Object position labeling entries
--- BEGIN ---

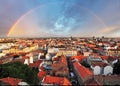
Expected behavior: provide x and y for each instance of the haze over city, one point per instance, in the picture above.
(59, 18)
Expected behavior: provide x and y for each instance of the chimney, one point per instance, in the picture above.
(31, 59)
(26, 61)
(39, 55)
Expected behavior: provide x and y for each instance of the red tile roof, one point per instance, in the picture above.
(41, 74)
(11, 81)
(101, 64)
(78, 57)
(84, 73)
(56, 80)
(1, 62)
(36, 64)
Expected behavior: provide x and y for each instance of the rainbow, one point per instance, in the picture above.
(11, 30)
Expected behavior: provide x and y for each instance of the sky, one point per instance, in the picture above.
(59, 18)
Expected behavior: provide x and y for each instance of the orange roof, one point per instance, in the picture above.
(77, 57)
(56, 80)
(105, 57)
(0, 61)
(41, 74)
(82, 71)
(25, 57)
(101, 64)
(11, 81)
(36, 64)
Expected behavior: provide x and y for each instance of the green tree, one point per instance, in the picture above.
(19, 70)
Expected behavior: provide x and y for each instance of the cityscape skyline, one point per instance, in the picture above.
(59, 18)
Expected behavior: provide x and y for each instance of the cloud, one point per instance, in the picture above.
(111, 31)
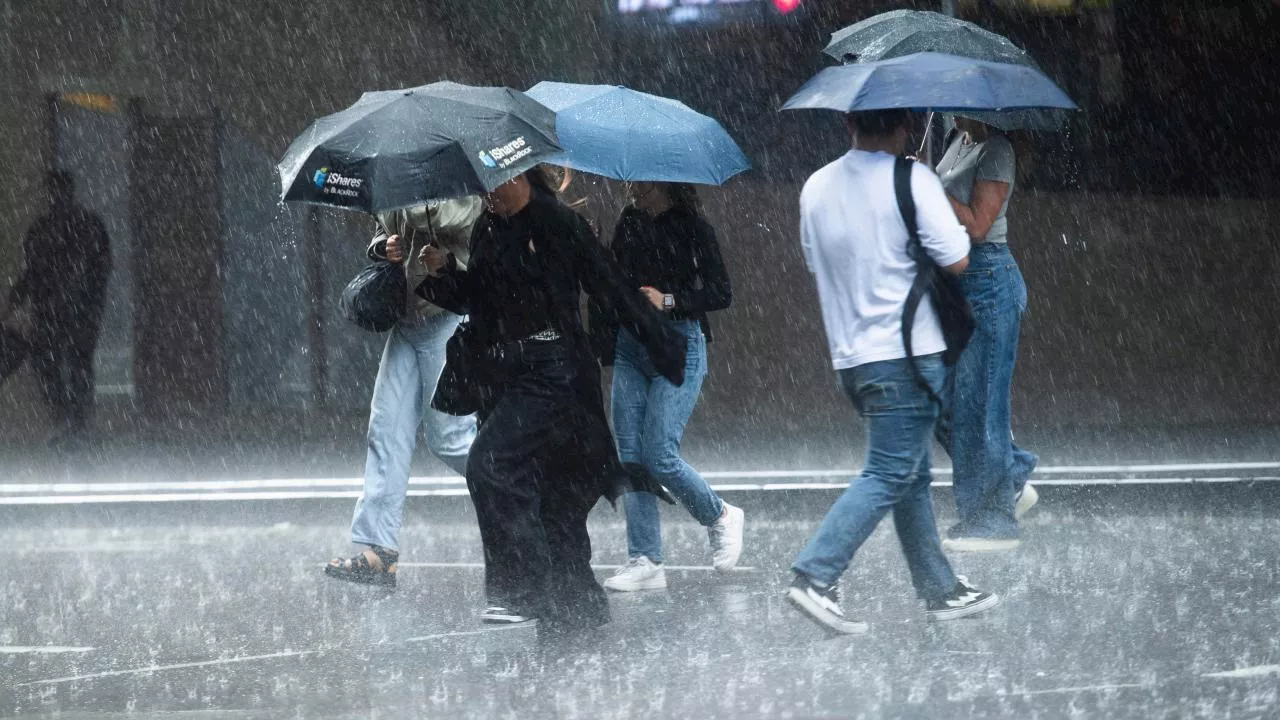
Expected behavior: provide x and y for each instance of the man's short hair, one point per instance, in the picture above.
(878, 123)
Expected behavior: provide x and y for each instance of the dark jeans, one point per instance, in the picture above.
(62, 355)
(533, 492)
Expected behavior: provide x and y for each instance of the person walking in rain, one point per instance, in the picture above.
(855, 244)
(670, 253)
(544, 454)
(63, 290)
(407, 376)
(990, 472)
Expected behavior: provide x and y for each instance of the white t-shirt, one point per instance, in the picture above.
(855, 245)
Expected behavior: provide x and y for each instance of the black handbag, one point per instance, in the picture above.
(944, 288)
(376, 297)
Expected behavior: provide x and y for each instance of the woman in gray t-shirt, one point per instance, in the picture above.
(990, 472)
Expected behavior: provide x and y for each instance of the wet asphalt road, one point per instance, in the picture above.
(1120, 604)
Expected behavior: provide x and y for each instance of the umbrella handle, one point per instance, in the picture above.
(924, 142)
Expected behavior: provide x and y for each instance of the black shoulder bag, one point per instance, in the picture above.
(941, 287)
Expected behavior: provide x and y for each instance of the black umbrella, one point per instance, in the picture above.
(400, 147)
(906, 32)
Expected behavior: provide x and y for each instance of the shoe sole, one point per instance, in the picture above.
(824, 619)
(506, 619)
(979, 545)
(1025, 502)
(657, 584)
(955, 614)
(725, 566)
(385, 580)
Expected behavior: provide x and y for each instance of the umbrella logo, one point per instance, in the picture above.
(507, 155)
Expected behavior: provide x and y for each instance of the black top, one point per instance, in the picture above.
(68, 258)
(525, 276)
(675, 253)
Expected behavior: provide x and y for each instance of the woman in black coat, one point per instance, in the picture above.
(543, 455)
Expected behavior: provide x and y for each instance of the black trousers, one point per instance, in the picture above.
(62, 355)
(533, 484)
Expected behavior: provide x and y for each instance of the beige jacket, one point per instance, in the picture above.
(446, 222)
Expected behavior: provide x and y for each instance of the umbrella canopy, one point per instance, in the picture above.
(401, 147)
(905, 32)
(928, 81)
(634, 136)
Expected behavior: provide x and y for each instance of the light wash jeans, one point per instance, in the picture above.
(900, 419)
(411, 365)
(990, 469)
(649, 418)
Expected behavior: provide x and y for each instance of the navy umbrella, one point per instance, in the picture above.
(400, 147)
(634, 136)
(928, 81)
(906, 32)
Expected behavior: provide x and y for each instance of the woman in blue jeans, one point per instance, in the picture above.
(671, 255)
(990, 472)
(407, 376)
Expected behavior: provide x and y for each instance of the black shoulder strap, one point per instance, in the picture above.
(924, 268)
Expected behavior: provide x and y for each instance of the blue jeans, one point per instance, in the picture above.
(900, 419)
(990, 469)
(649, 418)
(411, 365)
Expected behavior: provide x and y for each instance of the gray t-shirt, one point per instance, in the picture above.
(991, 160)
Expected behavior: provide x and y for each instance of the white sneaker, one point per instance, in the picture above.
(498, 615)
(726, 536)
(822, 606)
(638, 574)
(1024, 501)
(979, 545)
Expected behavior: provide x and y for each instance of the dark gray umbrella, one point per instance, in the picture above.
(401, 147)
(905, 32)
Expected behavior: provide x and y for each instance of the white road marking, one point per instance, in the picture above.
(447, 481)
(469, 633)
(1243, 673)
(480, 565)
(40, 650)
(452, 486)
(1083, 689)
(164, 668)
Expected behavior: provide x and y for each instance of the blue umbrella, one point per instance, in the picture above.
(929, 81)
(634, 136)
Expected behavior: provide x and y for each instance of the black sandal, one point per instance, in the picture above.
(360, 570)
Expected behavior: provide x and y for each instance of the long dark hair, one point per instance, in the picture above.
(684, 196)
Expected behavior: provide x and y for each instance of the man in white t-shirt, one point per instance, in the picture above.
(855, 242)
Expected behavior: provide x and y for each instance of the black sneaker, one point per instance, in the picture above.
(964, 601)
(822, 606)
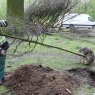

--- END ---

-- Do this --
Please find each line in the data above that contains the string "gray", treating uppercase and lowercase as different, and copy those lines.

-- Finished task --
Expected behavior: provide x and y for each instance of the woman in gray t-shirt, one point per instance, in the picture above.
Expected behavior: provide x and y for each instance of the gray t-shirt, one point per instance, in the picture above.
Expected behavior: provide x and y for each instance of the dark gray umbrella, one point per instance, in the picture above.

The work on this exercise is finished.